--- Sayfa alıntısı ---
•••

Dünya Çiftçiler Günü'nü kutlayacak çiftçi var mı?
Uluslararası Tarım Üreticileri Federasyonu’nun (IFAP) kararı ile 1984 yılından buyana, 14 Mayıs "Dünya Çiftçiler Günü" olarak kutlanıyor. Bu kapsamda dünyanın birçok yerinde farklı etkinlikler düzenleniyor.
Birleşmiş Milletler Gıda ve Tarım Örgütü (FAO) verilerine göre tarımsal hâsıla bakımından Türkiye, dünyada yedinci, Avrupa'da ise ilk sırada yer alıyor. Bu veriye bakılsa çiftçilerimizin sadece 14 Mayıs'ta değil, günlerce kutlamalar yapması beklenirdi. Fakat gerçekte pek kutlanacak bir durum yok.

•••

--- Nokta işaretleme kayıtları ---

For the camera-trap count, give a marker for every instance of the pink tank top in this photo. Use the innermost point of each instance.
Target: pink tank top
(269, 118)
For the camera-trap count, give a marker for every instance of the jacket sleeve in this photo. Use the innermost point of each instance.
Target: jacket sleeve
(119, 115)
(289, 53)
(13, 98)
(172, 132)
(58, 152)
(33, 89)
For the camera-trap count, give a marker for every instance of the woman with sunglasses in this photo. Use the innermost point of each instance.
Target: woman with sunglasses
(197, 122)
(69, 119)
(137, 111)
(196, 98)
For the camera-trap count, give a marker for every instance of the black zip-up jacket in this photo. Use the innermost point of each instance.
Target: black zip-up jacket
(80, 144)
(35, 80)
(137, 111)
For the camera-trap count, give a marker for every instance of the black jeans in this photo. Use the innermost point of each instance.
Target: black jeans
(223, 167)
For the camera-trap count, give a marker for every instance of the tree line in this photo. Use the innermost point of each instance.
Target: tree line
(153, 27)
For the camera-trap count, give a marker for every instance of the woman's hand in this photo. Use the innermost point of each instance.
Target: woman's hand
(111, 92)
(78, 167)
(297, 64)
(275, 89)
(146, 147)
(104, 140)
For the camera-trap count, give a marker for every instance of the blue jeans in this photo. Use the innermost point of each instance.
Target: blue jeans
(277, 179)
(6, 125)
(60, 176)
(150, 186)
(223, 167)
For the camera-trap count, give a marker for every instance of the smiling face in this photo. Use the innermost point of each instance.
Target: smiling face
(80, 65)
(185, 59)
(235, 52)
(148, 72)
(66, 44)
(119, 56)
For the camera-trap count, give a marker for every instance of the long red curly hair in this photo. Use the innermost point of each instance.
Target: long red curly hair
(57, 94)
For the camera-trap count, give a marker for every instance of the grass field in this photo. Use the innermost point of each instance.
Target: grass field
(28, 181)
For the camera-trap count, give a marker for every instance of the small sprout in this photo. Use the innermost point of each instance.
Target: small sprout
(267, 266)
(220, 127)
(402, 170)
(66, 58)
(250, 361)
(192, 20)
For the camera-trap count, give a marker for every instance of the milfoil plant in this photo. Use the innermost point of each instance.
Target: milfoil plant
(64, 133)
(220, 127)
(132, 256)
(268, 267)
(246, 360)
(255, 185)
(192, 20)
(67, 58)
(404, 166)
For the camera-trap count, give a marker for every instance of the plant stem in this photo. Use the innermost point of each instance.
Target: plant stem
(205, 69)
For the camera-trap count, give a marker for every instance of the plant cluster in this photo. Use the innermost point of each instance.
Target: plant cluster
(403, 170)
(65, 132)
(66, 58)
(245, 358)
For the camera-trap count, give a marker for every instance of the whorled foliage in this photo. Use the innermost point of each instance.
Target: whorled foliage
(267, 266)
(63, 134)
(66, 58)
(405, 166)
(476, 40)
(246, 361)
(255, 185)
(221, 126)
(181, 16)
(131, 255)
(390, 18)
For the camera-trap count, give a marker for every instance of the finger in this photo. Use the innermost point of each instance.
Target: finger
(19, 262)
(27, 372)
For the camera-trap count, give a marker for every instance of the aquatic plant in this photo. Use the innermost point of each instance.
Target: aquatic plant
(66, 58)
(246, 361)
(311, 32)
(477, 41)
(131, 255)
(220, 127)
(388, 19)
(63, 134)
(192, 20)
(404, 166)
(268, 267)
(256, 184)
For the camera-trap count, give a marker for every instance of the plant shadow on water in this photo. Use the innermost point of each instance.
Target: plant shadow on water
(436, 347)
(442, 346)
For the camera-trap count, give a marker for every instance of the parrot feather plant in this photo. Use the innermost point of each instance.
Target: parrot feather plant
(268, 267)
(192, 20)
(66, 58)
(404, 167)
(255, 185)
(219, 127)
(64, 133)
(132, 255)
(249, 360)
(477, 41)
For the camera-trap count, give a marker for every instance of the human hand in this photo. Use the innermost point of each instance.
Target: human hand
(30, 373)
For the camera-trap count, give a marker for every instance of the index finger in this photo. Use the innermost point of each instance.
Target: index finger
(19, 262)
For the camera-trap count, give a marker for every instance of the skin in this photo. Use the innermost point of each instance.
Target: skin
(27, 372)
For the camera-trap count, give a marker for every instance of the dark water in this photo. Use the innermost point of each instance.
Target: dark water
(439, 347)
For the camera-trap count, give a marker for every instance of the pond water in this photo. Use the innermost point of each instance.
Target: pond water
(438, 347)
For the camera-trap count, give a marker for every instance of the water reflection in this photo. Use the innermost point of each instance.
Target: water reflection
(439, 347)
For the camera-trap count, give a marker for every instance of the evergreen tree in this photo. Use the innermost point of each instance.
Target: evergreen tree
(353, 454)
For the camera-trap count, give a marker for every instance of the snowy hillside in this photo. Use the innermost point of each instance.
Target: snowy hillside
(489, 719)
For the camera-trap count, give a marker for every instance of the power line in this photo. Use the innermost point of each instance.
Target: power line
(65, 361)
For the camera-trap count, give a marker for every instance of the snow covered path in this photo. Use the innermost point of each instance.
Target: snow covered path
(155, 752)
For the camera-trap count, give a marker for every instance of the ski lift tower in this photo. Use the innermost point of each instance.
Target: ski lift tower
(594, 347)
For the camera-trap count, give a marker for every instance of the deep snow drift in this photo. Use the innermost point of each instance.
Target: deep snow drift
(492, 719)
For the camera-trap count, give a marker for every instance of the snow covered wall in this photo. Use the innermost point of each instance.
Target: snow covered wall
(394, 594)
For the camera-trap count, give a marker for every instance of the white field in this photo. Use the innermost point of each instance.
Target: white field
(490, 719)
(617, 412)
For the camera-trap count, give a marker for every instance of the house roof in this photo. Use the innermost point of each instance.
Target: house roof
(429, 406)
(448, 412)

•••

--- Görev ---
Dünya Çiftçiler Günü metnine göre 14 Mayıs'ın hangi yıldan beri Dünya Çiftçiler Günü olarak kutlandığını yazın.

--- Görevin yanıtı ---
1984 yılından beri.